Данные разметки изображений
────────

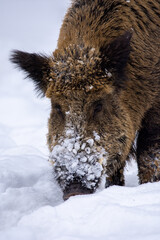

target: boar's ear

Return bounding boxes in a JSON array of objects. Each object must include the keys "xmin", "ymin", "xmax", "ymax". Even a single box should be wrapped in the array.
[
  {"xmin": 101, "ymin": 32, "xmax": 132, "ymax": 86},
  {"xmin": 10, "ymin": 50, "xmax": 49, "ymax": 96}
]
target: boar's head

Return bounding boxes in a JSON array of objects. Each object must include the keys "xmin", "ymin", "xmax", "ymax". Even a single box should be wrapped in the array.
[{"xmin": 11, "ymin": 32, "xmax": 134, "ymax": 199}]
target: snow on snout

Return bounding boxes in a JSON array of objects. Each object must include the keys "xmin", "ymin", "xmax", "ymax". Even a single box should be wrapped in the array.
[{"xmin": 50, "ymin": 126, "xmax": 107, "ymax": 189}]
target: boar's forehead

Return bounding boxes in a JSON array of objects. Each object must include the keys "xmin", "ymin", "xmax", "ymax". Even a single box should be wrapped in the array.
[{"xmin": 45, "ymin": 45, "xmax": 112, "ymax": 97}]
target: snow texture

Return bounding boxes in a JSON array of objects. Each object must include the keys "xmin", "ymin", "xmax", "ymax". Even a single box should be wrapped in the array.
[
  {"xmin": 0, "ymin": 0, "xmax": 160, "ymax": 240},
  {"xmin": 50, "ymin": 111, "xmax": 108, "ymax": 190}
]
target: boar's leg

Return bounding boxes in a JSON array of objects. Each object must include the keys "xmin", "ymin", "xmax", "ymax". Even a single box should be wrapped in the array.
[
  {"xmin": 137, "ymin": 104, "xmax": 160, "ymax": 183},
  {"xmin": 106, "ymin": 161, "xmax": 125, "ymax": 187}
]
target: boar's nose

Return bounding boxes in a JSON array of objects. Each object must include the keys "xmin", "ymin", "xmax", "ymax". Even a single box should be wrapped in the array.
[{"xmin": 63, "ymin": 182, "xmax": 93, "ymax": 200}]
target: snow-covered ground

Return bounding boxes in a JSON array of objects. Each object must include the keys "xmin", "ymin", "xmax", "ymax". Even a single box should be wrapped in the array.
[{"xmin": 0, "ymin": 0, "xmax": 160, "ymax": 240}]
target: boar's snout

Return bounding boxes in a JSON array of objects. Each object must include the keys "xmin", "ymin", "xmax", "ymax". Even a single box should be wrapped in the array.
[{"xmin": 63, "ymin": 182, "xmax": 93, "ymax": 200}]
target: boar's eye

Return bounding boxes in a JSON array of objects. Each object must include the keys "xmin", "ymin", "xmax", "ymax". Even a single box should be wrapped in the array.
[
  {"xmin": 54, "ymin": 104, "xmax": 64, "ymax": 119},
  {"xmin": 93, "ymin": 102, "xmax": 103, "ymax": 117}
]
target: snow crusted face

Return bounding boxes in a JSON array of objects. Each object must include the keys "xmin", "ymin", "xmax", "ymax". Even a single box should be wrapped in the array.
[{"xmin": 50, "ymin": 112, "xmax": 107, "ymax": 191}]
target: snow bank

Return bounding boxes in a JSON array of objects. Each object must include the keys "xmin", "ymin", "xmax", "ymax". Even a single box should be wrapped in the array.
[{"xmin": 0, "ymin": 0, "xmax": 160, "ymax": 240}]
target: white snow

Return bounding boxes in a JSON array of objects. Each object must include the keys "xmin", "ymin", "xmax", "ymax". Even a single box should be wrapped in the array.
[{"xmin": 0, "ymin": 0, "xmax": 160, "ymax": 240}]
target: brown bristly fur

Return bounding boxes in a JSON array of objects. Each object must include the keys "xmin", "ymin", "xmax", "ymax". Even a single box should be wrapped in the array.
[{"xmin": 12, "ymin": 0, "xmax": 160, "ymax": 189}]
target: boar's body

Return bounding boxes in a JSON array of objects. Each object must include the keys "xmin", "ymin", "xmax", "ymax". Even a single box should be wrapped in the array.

────────

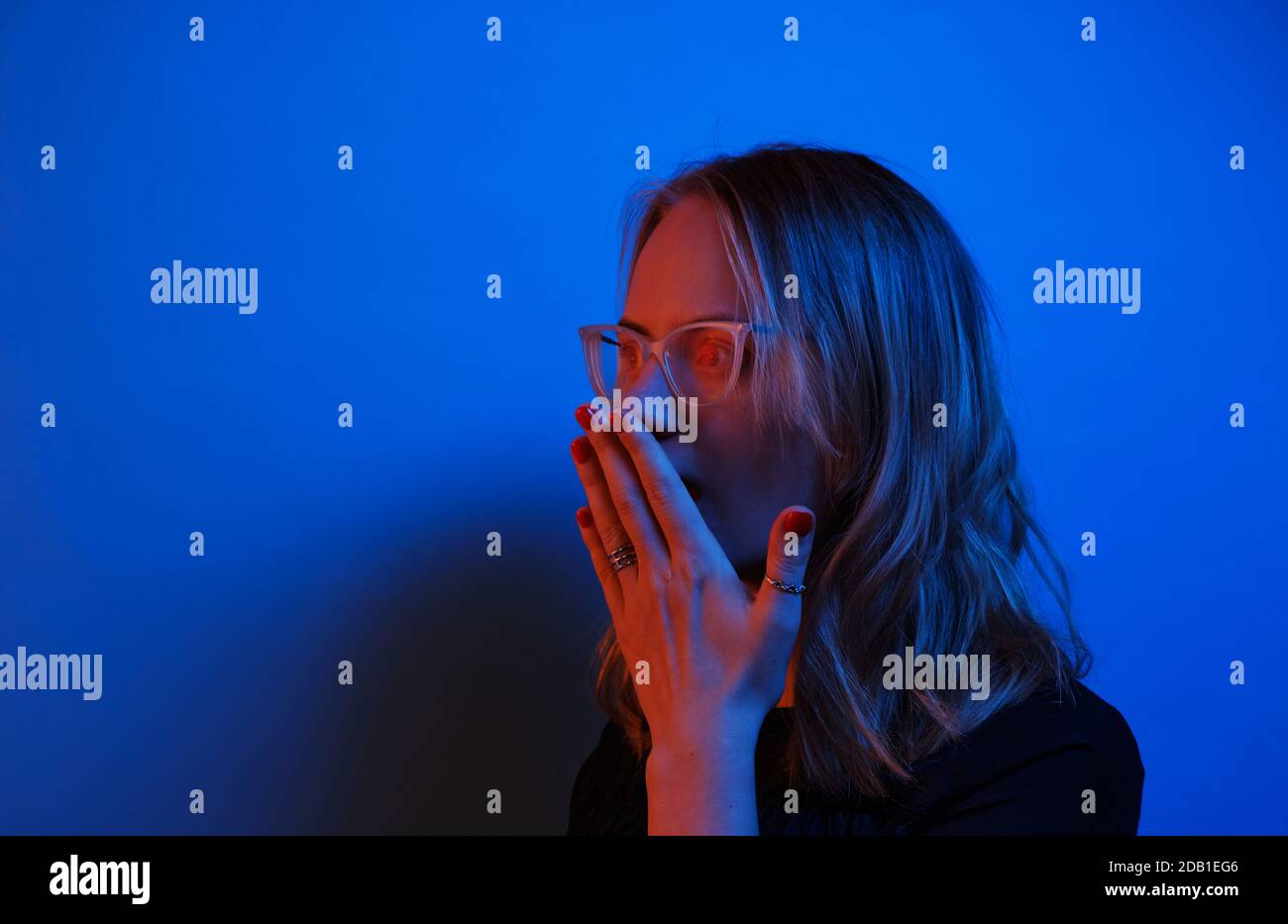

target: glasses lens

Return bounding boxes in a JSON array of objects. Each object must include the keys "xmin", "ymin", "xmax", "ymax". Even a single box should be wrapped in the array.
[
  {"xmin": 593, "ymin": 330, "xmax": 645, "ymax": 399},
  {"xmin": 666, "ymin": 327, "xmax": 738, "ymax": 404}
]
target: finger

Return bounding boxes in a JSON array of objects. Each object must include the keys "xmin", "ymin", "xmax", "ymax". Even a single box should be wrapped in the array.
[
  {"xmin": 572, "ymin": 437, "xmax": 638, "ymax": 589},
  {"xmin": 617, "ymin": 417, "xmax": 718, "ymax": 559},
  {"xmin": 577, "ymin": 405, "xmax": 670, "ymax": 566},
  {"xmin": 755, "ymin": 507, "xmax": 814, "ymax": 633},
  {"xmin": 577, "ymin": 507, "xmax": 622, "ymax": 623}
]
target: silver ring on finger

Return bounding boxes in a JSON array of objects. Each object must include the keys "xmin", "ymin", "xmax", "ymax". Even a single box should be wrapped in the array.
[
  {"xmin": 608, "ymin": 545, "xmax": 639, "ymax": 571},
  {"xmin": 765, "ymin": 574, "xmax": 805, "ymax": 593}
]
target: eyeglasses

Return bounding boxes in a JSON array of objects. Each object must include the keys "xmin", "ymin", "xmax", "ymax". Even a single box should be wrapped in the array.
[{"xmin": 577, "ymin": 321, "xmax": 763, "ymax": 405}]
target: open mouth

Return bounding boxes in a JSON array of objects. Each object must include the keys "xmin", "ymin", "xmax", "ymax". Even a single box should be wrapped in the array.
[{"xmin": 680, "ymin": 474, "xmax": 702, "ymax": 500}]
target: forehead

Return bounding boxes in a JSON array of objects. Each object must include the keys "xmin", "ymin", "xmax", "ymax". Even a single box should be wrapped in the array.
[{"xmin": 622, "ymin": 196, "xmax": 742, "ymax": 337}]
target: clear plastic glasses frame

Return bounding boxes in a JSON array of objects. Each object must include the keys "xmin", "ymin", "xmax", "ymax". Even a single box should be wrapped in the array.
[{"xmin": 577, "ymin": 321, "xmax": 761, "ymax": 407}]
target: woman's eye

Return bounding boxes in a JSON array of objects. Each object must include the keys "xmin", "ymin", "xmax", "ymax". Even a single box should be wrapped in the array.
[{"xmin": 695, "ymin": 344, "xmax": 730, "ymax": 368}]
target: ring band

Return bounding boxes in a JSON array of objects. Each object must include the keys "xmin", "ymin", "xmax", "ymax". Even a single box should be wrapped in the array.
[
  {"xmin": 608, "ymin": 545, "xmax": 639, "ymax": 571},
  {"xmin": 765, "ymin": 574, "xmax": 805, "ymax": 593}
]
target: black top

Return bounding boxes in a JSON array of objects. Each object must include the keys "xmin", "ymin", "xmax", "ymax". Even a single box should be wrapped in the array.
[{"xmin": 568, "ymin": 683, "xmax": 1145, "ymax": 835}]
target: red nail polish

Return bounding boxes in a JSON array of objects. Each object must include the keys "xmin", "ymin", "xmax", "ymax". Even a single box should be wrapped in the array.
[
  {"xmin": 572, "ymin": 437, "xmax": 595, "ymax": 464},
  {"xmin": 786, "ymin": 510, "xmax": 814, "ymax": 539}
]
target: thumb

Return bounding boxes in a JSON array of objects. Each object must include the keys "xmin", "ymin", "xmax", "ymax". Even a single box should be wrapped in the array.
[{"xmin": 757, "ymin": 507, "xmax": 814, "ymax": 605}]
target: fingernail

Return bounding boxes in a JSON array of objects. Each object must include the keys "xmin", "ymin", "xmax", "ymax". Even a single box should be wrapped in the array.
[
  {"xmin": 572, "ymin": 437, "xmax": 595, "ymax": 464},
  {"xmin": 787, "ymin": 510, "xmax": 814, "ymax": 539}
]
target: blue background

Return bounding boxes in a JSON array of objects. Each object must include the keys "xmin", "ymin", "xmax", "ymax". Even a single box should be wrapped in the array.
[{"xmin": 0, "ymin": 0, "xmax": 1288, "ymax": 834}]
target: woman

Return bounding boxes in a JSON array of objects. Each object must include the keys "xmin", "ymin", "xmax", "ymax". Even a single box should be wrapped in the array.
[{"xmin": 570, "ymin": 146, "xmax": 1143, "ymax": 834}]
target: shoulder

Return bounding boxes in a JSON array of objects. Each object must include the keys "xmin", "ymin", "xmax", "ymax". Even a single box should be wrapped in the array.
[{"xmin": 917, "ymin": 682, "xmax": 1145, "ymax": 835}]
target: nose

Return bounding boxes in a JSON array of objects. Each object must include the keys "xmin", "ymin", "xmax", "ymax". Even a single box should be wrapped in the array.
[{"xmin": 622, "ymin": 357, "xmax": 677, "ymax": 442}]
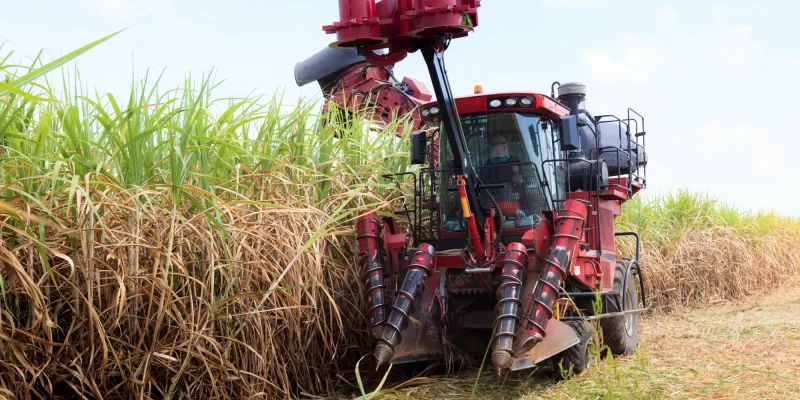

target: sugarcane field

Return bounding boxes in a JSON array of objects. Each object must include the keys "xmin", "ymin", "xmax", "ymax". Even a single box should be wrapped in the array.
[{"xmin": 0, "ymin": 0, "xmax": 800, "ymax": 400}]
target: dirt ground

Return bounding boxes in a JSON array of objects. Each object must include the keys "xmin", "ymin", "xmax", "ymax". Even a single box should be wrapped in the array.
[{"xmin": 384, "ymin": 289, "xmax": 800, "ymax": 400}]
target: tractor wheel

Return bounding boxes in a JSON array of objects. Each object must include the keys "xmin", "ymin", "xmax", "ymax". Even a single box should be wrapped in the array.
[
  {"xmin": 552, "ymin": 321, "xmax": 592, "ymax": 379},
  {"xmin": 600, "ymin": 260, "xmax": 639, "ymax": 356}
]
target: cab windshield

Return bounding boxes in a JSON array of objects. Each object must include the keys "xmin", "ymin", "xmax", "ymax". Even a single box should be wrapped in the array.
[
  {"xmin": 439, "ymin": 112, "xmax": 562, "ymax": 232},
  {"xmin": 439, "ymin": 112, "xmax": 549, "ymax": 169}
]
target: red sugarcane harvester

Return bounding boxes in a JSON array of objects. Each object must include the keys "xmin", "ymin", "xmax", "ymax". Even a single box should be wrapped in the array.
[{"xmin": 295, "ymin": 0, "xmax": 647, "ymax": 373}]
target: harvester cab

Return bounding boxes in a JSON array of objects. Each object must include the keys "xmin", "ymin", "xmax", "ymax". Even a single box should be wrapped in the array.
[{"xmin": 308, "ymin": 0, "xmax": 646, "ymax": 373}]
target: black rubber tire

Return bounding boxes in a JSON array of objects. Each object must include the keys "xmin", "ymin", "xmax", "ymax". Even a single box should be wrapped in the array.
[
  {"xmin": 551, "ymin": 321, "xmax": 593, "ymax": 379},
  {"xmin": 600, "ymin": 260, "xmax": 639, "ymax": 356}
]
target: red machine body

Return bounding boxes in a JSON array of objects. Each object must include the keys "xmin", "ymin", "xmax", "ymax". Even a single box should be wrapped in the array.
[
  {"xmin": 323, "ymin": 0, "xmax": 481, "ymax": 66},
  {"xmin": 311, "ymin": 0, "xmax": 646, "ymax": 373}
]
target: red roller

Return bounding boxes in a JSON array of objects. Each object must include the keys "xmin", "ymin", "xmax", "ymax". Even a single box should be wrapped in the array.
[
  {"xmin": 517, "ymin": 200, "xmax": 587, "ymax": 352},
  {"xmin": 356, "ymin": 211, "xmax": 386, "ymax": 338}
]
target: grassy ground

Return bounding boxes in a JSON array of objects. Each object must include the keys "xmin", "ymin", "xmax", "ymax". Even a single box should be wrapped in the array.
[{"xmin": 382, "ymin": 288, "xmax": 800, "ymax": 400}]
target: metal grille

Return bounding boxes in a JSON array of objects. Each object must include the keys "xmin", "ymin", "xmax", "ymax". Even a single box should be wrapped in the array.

────────

== Задание ==
Выпишите из записей все строки, в которых встречается слово «forehead».

== Решение ниже ==
target: boar's forehead
target: forehead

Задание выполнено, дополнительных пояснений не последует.